**TASK STATEMENT:** Gather every line in the listing below that contains the word "yellow".

Object location annotation data:
· · · ·

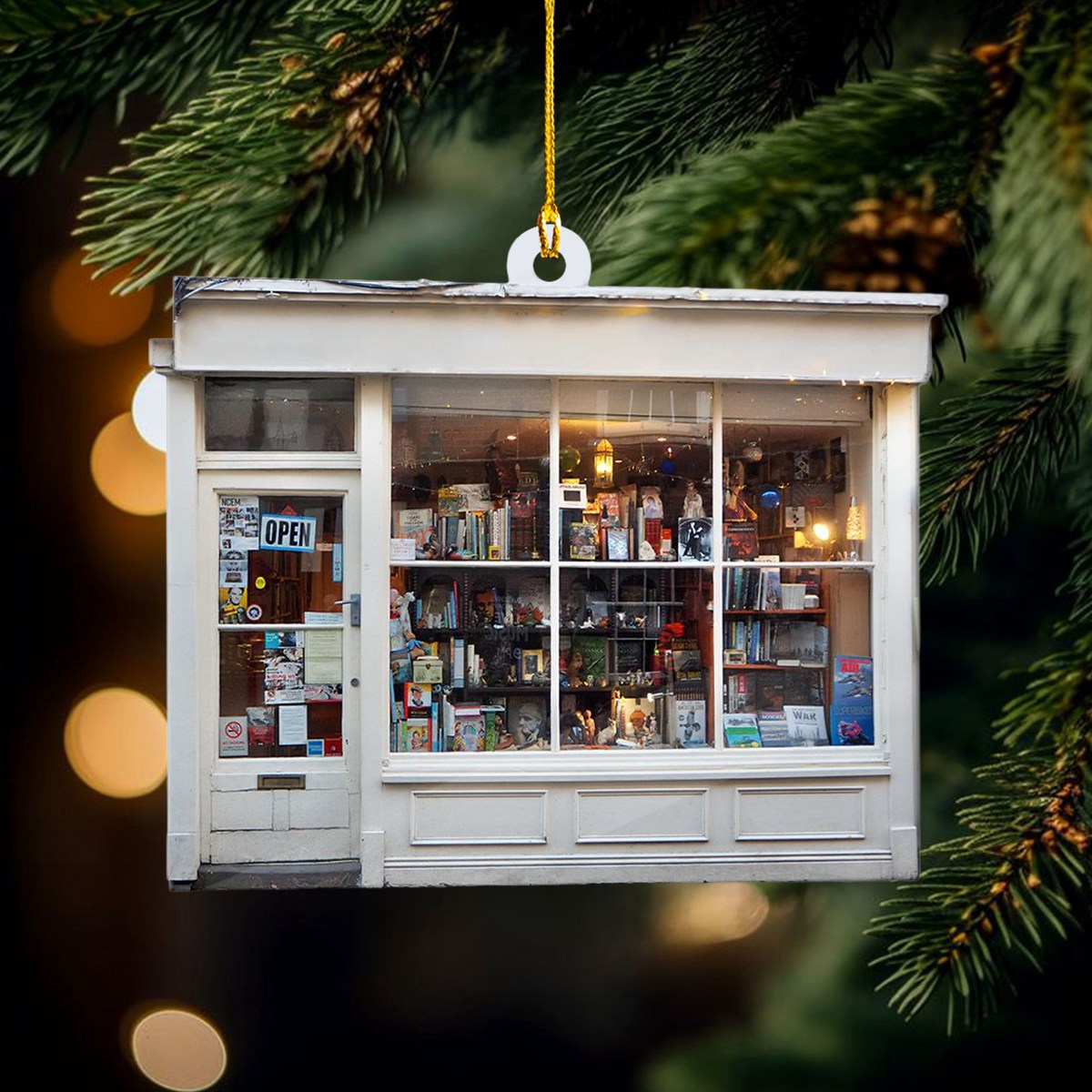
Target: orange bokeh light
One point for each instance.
(116, 742)
(130, 474)
(178, 1049)
(86, 311)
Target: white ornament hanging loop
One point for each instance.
(525, 248)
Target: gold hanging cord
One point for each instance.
(550, 213)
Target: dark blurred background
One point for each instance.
(665, 987)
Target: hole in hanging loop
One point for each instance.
(550, 270)
(525, 252)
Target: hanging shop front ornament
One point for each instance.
(419, 639)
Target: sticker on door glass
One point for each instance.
(233, 736)
(233, 604)
(298, 534)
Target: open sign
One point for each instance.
(298, 533)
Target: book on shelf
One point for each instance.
(691, 721)
(740, 693)
(582, 541)
(416, 523)
(415, 734)
(807, 725)
(617, 543)
(773, 727)
(741, 730)
(696, 540)
(469, 729)
(851, 708)
(494, 715)
(801, 643)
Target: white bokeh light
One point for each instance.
(150, 410)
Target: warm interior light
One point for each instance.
(604, 463)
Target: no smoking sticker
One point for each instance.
(233, 736)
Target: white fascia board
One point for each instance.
(252, 327)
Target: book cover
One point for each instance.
(773, 729)
(851, 708)
(583, 541)
(741, 730)
(853, 677)
(617, 544)
(469, 734)
(636, 719)
(801, 643)
(691, 722)
(416, 697)
(807, 725)
(696, 540)
(415, 733)
(741, 541)
(851, 723)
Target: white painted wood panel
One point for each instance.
(642, 814)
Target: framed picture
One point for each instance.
(531, 664)
(796, 517)
(572, 495)
(696, 540)
(741, 541)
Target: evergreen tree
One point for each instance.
(760, 145)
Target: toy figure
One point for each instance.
(693, 507)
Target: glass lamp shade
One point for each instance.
(604, 463)
(855, 522)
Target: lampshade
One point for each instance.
(855, 522)
(604, 462)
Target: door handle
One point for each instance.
(354, 607)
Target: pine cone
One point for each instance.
(901, 244)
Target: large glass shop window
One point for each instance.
(259, 414)
(470, 658)
(279, 626)
(796, 633)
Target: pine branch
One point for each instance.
(745, 69)
(21, 20)
(261, 175)
(1040, 259)
(989, 450)
(1020, 879)
(52, 85)
(769, 214)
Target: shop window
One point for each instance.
(278, 414)
(281, 671)
(632, 625)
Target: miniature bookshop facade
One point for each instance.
(491, 584)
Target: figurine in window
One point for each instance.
(693, 508)
(735, 507)
(574, 669)
(572, 730)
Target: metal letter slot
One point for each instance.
(354, 609)
(282, 781)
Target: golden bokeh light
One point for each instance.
(130, 474)
(116, 742)
(86, 311)
(178, 1049)
(711, 913)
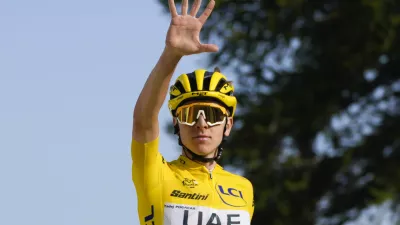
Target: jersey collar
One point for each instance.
(190, 164)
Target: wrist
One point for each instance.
(172, 54)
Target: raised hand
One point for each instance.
(183, 36)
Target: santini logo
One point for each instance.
(194, 196)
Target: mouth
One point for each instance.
(202, 137)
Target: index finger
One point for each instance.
(172, 8)
(207, 11)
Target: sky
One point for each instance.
(70, 74)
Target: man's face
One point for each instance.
(202, 138)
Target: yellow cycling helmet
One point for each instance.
(202, 85)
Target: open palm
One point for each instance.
(183, 35)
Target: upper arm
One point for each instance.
(145, 133)
(251, 200)
(148, 165)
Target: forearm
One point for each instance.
(154, 91)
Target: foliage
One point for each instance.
(318, 127)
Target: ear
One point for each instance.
(228, 126)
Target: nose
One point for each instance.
(201, 123)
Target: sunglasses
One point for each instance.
(213, 113)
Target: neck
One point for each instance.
(209, 165)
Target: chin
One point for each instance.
(202, 150)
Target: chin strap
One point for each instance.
(196, 157)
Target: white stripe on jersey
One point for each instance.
(179, 214)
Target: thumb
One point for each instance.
(209, 48)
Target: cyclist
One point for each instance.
(193, 189)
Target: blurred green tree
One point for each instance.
(318, 124)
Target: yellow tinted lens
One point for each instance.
(189, 114)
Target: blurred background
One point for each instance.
(317, 130)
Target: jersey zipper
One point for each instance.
(212, 185)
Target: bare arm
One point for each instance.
(145, 116)
(182, 39)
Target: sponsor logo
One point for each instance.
(194, 196)
(149, 218)
(231, 196)
(179, 214)
(201, 93)
(189, 182)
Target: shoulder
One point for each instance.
(238, 179)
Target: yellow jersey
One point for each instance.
(183, 192)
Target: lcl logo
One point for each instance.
(231, 196)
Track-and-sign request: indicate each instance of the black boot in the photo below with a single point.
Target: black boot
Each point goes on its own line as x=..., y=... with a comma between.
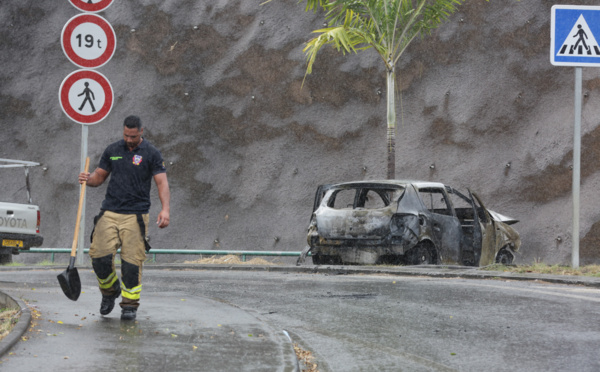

· · · ·

**SOLUTION FOR THIS EXERCISE:**
Target: yellow cycling helmet
Target: yellow tinted lens
Target: yellow jersey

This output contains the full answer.